[Data extracts]
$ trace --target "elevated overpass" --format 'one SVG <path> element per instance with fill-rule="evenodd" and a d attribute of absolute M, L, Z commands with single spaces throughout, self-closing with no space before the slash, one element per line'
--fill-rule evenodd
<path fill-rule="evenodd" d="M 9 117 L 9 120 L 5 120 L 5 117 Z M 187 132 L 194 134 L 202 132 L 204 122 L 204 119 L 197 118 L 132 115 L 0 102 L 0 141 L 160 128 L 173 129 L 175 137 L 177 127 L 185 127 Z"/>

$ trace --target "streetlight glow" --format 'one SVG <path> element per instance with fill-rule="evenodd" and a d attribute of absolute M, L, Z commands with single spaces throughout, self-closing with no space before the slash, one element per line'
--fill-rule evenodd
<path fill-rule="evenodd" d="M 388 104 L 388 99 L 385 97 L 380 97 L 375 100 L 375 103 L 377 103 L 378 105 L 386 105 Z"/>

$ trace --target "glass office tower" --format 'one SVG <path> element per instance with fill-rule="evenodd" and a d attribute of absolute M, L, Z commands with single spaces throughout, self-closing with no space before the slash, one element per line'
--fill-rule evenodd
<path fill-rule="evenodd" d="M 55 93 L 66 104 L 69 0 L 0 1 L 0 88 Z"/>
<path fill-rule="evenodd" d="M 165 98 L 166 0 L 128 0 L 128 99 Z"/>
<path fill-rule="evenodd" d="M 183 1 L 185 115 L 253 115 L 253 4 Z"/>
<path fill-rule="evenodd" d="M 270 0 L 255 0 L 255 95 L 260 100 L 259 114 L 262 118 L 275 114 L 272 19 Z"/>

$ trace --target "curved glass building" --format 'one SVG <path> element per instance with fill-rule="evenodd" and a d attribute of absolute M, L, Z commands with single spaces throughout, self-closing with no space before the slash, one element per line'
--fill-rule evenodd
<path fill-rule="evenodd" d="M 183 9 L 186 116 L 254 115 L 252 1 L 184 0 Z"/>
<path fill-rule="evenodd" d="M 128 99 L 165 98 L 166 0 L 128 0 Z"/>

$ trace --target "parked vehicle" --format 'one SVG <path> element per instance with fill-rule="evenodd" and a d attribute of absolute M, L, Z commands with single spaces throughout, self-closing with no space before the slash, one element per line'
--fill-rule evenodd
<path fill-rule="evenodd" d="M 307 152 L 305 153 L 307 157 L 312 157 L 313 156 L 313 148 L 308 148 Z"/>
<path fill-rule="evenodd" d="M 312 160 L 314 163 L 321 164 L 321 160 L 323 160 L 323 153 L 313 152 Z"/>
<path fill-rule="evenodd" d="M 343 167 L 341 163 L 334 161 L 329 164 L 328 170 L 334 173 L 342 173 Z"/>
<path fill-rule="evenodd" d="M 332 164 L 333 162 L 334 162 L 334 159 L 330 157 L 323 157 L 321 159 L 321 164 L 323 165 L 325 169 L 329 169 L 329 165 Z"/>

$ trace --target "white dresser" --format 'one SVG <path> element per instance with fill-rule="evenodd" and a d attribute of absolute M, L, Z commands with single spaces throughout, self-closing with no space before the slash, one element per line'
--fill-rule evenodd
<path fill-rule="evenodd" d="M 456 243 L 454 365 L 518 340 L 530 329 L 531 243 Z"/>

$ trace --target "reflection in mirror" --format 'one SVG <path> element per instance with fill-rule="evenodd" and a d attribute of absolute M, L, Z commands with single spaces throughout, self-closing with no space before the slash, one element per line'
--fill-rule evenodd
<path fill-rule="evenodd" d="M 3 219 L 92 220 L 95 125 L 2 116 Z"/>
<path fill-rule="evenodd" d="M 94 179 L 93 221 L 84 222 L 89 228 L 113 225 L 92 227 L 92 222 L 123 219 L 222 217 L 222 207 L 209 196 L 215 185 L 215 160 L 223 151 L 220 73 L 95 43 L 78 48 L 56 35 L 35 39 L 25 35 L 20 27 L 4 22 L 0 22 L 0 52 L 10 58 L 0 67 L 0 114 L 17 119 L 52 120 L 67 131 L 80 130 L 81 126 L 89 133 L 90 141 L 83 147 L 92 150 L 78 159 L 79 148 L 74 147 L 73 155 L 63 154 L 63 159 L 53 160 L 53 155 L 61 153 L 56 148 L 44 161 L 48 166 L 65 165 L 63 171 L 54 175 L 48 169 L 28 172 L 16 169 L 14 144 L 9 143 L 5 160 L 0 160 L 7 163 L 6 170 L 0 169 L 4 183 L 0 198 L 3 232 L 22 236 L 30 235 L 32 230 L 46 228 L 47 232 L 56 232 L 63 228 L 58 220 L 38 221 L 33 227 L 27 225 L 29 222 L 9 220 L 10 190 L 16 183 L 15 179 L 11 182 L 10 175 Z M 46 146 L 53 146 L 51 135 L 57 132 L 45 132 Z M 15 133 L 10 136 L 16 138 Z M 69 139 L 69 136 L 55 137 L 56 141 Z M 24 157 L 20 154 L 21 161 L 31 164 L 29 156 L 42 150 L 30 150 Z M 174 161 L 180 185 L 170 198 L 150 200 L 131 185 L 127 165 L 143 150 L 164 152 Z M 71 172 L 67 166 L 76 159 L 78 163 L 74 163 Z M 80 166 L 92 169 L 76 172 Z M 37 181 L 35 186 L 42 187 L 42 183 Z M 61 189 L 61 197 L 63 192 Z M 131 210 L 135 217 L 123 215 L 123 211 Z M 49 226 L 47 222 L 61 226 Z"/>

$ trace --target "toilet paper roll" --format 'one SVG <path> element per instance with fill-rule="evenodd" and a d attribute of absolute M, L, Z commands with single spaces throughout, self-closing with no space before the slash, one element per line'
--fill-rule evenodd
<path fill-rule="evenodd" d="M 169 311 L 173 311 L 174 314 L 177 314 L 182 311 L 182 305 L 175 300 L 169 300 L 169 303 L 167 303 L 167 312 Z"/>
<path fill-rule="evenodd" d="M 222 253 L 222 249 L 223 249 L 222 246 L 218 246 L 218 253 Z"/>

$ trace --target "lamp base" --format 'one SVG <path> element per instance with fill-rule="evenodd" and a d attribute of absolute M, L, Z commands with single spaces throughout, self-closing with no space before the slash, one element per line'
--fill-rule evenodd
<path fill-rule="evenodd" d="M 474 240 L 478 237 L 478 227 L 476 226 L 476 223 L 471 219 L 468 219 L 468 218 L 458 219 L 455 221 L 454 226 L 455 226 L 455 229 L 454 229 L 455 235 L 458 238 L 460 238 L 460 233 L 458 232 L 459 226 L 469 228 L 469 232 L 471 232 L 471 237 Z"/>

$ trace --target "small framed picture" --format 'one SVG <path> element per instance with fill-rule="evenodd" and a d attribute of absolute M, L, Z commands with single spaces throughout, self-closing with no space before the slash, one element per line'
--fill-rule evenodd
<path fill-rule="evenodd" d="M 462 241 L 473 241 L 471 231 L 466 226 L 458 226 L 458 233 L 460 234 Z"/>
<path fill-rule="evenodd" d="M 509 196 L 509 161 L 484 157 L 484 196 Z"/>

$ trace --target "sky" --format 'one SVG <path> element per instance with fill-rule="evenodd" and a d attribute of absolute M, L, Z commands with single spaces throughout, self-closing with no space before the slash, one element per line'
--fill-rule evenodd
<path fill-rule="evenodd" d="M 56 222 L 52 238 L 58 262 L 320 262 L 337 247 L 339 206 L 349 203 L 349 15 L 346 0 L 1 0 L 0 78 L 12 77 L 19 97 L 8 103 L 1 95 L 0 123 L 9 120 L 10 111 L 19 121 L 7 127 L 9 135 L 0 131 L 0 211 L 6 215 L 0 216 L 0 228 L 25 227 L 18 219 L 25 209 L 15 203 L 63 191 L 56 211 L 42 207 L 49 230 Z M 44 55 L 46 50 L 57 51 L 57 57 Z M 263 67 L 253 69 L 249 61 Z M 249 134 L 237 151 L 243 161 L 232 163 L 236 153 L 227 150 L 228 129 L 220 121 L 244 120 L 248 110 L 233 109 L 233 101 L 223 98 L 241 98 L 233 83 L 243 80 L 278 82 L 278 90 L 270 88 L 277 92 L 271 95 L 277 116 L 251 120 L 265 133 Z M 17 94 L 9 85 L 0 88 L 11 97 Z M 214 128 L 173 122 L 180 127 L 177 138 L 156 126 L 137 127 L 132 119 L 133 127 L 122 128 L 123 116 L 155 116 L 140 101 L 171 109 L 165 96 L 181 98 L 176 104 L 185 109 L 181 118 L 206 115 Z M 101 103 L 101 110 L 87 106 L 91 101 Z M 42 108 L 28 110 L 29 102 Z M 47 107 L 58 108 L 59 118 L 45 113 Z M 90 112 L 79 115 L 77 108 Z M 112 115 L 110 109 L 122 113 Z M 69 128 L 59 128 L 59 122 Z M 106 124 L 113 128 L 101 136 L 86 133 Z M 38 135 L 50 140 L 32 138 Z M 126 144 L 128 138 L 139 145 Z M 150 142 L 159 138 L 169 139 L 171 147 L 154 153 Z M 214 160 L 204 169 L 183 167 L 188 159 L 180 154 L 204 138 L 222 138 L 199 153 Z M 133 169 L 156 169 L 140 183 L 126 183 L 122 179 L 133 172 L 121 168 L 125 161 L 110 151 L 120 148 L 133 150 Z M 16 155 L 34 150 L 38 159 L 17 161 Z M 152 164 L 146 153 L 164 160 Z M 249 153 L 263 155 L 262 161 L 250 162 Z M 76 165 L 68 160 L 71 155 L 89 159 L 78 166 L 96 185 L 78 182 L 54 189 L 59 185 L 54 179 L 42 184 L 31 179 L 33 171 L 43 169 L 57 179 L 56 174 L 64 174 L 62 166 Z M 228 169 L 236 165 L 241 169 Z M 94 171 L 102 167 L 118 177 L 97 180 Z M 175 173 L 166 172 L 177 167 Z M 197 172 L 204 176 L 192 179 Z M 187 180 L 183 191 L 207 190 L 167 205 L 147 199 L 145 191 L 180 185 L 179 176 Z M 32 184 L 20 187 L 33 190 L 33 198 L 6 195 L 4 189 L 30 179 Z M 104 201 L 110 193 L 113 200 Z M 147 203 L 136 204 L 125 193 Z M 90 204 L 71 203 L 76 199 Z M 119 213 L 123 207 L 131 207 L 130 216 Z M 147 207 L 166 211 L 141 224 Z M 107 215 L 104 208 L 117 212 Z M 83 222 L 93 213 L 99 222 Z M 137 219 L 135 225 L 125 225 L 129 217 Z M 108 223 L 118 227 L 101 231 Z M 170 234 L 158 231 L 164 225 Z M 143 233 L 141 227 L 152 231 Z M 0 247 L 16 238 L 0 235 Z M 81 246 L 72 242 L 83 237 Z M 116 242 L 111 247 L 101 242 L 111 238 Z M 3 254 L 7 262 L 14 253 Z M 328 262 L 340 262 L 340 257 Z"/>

[Instructions to follow] Gather each line from the listing above that holds "glass".

[Result of the exercise]
$ trace --target "glass office tower" --format 'one SVG <path> element per instance with fill-rule="evenodd" and a d attribute of absolute M, L, Z commands with single spaces throughout, self-closing with no space before the slash, one element per line'
$ trace --target "curved glass building" --format 'one SVG <path> element per instance with fill-rule="evenodd" and a d attribute of absolute M, L, Z commands with single spaces throughout, self-closing with no space before the slash, one element per line'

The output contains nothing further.